● **Testo**:

Al primo colpo d’occhio questi figli sembrano gli aguzzini di questa classe lavoratrice, ma se poi andiamo a guardare bene dentro le situazioni scopriamo che questi non sono altro che essi stessi portatori di sofferenza e diritti negati (pag. 40)
Se qualche luogo comune vuole “l’assistenza domiciliare” come attività dura ma comunque renumerativa, la realtà contrattuale è drammaticamente opposta:
Lo stipendio di una badante convivente si aggira intorno a 870 euro per chi presta assistenza a persone autosufficienti mentre si parla di di circa 930 per assistenza a persone non autosufficienti. La paga oraria sta sotto i sei euro lordi l’ora. Il vitto e l’alloggio sono calcolati con un valore di 5,61 euro al giorno (…) Una badante convivente che lavora dieci ore giornaliere e ne presenzia ventidue sul posto di lavoro arriva a guadagnare circa mille e cento euro mensili (pag. 50)

● **Materiale fornito**:
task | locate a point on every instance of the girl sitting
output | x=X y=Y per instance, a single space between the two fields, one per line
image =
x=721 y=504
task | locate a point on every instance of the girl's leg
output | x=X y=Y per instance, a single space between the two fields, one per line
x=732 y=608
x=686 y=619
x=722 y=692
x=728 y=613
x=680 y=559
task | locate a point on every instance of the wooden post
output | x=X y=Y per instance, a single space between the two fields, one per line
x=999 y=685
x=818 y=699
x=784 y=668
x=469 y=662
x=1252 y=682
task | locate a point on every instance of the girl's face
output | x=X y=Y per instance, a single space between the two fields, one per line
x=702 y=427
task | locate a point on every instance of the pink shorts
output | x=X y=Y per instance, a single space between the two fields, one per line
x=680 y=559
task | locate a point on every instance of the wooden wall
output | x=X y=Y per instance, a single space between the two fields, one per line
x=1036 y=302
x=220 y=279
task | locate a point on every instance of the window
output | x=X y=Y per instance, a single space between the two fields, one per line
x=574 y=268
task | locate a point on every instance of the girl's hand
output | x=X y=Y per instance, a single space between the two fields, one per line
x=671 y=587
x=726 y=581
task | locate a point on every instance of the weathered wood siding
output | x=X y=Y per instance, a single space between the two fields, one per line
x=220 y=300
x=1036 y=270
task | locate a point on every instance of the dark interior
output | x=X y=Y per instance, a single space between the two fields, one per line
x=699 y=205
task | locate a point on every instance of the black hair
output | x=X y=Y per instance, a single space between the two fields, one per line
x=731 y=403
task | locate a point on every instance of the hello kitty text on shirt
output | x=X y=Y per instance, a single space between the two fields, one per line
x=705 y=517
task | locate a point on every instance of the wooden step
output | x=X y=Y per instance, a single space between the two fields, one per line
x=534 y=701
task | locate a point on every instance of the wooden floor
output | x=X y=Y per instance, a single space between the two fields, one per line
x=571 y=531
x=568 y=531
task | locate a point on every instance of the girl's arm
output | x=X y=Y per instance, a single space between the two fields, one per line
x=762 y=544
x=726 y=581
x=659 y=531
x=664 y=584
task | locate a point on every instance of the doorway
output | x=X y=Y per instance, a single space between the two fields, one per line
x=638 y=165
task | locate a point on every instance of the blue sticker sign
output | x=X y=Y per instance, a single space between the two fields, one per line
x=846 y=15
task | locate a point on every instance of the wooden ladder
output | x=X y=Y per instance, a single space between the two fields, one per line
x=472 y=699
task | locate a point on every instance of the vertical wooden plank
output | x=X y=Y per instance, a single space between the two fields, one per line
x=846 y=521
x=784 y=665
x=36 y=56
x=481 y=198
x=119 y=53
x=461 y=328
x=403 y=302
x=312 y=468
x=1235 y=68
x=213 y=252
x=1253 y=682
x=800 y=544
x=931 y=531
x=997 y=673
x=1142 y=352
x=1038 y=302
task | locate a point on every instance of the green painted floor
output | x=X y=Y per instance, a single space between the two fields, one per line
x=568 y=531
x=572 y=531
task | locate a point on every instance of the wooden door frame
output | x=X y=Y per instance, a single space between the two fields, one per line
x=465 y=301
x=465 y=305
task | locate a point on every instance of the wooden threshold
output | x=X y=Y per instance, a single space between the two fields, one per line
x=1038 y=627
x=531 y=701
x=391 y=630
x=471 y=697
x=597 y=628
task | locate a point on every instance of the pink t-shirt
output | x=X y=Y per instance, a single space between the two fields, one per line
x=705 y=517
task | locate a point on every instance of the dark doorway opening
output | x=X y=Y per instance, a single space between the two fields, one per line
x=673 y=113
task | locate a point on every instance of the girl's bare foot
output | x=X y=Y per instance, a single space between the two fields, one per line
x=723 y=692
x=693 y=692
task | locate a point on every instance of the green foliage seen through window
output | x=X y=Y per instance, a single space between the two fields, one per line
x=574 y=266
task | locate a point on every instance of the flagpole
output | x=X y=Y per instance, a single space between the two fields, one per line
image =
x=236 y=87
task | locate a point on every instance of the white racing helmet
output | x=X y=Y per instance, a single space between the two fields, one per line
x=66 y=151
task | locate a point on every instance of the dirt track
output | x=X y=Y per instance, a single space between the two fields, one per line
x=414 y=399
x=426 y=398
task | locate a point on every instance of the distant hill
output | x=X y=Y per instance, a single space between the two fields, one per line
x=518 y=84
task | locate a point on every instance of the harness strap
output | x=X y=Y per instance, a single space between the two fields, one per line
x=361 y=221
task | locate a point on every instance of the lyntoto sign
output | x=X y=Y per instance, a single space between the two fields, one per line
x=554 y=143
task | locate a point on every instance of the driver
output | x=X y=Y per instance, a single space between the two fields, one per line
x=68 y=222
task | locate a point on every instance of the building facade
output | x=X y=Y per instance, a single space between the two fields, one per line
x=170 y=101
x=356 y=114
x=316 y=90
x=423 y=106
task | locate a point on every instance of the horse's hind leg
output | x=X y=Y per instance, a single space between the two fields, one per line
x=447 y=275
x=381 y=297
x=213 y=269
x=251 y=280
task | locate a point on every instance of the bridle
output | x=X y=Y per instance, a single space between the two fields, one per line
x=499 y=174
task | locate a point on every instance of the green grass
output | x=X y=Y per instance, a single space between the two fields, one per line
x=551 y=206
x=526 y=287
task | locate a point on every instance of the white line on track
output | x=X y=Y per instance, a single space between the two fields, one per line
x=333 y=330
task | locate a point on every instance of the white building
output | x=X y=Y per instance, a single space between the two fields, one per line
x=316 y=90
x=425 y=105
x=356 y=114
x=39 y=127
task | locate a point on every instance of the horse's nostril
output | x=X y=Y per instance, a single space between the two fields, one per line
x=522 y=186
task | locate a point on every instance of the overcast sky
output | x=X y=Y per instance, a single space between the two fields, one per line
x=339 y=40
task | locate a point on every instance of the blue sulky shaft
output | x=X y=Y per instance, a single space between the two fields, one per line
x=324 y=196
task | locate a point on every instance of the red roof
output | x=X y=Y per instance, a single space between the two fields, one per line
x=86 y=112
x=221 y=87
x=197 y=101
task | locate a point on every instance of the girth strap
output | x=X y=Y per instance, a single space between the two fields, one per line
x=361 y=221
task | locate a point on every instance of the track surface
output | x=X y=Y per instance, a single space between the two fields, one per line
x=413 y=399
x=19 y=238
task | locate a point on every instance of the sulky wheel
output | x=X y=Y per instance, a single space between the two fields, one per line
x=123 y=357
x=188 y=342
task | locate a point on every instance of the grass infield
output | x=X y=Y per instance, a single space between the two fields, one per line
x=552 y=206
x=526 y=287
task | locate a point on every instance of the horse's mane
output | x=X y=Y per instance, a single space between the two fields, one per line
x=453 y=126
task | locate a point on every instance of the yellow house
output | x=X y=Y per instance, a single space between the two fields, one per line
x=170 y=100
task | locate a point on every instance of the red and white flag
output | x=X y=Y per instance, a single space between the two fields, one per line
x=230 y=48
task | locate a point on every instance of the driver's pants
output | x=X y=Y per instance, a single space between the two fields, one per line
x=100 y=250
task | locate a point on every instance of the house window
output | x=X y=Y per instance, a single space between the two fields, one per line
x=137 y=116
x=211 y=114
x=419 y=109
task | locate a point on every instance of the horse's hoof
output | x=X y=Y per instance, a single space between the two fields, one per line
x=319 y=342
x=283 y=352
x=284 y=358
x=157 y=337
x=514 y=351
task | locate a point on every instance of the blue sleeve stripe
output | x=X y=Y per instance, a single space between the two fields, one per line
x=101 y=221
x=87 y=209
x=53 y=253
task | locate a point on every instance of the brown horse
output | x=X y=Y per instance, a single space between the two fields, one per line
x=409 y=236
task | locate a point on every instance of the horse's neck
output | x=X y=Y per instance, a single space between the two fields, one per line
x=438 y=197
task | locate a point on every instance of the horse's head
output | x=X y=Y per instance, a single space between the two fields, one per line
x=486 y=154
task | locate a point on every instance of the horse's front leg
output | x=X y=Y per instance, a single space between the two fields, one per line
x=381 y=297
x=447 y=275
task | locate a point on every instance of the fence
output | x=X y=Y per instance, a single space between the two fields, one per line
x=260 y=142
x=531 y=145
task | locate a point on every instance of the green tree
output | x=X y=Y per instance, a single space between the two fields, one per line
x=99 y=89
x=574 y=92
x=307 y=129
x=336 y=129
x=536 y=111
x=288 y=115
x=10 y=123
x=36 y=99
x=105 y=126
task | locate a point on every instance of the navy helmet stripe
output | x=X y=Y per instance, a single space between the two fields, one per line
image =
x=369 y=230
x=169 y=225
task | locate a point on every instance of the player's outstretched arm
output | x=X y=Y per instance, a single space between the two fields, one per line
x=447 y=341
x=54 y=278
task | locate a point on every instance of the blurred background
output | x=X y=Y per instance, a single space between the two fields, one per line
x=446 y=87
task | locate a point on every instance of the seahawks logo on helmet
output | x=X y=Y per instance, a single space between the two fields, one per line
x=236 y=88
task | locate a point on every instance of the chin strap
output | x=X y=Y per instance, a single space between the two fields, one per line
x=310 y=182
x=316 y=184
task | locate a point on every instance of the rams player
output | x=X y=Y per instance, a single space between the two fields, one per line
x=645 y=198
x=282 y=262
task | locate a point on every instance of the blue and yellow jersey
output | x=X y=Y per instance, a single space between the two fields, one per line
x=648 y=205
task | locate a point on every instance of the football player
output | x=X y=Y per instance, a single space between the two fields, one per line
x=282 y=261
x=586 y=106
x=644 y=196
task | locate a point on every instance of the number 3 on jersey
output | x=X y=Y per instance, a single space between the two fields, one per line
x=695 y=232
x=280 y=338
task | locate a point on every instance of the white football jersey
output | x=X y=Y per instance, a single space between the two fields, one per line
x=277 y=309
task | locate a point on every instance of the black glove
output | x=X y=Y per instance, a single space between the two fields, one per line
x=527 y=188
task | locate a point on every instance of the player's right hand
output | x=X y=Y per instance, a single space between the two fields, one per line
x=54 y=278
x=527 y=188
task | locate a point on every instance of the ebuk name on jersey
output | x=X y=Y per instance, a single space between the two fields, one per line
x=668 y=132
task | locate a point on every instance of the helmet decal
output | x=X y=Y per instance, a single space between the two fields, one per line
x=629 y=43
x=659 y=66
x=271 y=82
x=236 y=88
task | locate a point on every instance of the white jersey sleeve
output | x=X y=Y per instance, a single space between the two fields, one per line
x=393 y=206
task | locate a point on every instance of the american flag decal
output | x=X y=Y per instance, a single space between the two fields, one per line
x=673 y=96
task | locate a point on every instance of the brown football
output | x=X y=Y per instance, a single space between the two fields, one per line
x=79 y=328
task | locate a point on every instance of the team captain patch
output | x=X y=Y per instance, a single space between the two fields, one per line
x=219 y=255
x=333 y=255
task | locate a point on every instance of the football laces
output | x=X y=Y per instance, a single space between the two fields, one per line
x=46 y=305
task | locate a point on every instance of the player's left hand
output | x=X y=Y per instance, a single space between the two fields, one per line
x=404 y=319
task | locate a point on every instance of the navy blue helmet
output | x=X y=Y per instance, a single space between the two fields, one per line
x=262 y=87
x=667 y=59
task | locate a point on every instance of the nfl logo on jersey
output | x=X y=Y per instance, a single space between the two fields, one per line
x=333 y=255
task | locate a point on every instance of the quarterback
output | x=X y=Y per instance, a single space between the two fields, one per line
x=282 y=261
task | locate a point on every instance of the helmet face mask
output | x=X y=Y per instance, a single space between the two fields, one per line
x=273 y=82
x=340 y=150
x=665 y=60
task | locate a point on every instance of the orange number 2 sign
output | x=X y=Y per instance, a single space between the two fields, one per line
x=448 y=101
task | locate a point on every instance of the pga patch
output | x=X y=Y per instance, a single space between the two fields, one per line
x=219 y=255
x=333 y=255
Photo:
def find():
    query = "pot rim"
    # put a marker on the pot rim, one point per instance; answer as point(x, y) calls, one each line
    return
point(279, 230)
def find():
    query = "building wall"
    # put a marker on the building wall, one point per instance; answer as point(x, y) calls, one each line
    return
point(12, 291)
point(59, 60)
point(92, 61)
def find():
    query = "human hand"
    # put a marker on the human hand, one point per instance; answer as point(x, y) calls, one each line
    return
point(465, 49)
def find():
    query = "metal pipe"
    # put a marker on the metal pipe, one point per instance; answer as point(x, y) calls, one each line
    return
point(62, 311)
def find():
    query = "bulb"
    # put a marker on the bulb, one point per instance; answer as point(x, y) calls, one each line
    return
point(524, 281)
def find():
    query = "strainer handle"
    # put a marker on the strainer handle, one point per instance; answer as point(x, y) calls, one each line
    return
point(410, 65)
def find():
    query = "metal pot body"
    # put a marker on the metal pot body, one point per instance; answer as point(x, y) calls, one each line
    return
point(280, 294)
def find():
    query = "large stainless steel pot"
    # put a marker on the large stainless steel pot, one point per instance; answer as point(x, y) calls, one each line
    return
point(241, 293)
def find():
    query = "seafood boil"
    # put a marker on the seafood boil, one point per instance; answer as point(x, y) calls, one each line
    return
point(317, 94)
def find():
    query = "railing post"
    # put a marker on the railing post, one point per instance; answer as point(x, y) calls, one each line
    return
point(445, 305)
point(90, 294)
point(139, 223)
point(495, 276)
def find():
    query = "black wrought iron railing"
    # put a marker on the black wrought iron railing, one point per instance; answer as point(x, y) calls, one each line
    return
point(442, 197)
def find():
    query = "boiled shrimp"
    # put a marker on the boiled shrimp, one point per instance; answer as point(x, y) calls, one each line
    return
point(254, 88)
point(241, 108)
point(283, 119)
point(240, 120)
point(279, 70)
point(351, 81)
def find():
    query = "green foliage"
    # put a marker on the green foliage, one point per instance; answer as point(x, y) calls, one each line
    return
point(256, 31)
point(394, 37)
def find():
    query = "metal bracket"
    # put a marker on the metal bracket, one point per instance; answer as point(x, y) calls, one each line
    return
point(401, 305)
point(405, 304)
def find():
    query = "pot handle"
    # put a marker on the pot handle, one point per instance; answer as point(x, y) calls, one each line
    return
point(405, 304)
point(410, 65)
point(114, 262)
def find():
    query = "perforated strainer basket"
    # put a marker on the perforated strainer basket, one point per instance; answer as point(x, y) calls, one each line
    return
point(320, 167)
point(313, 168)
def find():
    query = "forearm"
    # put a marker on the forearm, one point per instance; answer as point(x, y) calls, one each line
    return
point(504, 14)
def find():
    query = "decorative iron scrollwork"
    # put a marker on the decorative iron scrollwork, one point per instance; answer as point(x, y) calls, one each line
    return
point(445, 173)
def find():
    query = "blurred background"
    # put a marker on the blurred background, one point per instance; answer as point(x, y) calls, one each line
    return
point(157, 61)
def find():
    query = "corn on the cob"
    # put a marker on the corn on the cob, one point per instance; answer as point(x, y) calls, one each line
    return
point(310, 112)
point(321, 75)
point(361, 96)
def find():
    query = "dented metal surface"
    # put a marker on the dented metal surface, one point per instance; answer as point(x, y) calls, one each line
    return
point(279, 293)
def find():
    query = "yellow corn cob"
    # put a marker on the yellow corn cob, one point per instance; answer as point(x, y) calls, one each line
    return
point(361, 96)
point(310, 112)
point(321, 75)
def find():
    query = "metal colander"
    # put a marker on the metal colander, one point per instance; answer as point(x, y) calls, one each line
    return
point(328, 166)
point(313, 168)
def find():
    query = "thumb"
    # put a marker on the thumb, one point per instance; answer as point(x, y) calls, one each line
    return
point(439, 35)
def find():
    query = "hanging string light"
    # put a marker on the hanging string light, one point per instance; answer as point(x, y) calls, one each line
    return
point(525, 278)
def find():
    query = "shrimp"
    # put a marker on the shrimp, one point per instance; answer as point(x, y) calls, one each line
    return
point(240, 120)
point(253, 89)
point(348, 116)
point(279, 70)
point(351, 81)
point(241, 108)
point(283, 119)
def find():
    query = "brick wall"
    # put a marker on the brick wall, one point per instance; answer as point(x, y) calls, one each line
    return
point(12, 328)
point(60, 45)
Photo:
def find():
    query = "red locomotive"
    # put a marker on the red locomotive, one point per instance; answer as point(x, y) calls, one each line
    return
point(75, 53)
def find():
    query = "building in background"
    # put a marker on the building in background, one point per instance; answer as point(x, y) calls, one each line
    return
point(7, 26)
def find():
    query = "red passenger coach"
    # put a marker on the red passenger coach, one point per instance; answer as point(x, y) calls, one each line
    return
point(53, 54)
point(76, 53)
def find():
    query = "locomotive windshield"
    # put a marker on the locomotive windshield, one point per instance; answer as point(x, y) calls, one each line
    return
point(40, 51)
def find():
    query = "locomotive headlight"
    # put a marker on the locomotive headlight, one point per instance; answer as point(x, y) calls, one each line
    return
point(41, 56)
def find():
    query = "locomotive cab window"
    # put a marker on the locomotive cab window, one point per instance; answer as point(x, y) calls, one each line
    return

● **Consegna 1**: Indica se le affermazioni seguenti concordano con il testo sulle badanti, rispondendo sì o no e citando le parole decisive del testo: (a) la paga oraria di una badante convivente supera i sei euro lordi; (b) il vitto e l’alloggio sono calcolati con un valore di 5,61 euro al giorno; (c) una badante convivente che lavora dieci ore giornaliere guadagna circa mille e cento euro mensili.
● **Consegna 2**: Scrivi il seguito del testo sulle badanti, partendo dopo l’ultima frase riportata.

● **Risultato atteso 1**:
(a) No: «La paga oraria sta sotto i sei euro lordi l’ora.»
(b) Sì: «Il vitto e l’alloggio sono calcolati con un valore di 5,61 euro al giorno»
(c) Sì: «Una badante convivente che lavora dieci ore giornaliere e ne presenzia ventidue sul posto di lavoro arriva a guadagnare circa mille e cento euro mensili»

● **Risultato atteso 2**:
Mille e cento euro. Compreso il lavoro notturno non pagato e il carico di vessazioni, mortificazioni e ricatti che una lavoratrice debole e senza tutele, è costretta quotidianamente a ingoiare. Il lucido racconto di queste donne diventa dramma, quando si parla del tema salute. Un lavoro così logorante, non può non lasciare segni permanenti su donne, spesso over 50. Poco tempo e poche occasioni per accedere alle cure del servizio sanitario pubblico.
Ma il danno più grave, oltre che sui corpi, si consuma sulla psiche di queste donne. Nel libro si racconta di una clinica psichiatrica di Iasi in Romania, in cui pare che su 3000 pazienti ricoverati in un anno per depressione, circa 150 fossero persone di ritorno dell’Italia, dove erano venute a cercare lavoro. Da qui la “sindrome Italia” (cosi e’ stata battezzata in Romania) , il mal di vivere che attanaglia migliaia di donne moldave, rumene, ucraine, che hanno vissuto il dramma del “badantato” all’italiana, per tornare nei propri paesi d’origine e misurare lacerazioni familiari altrettanto terribili.
Più che una malattia, la sindrome Italia è un fenomeno medico sociale, spiega Petronela Nechita, primaria psichiatra della clinica di Iasi in Romania: “c’entrano la mancanza prolungata di sonno, il distacco dalla famiglia, l’aver delegato la maternità ai nonni, mariti, vicini di casa… (pag. 56)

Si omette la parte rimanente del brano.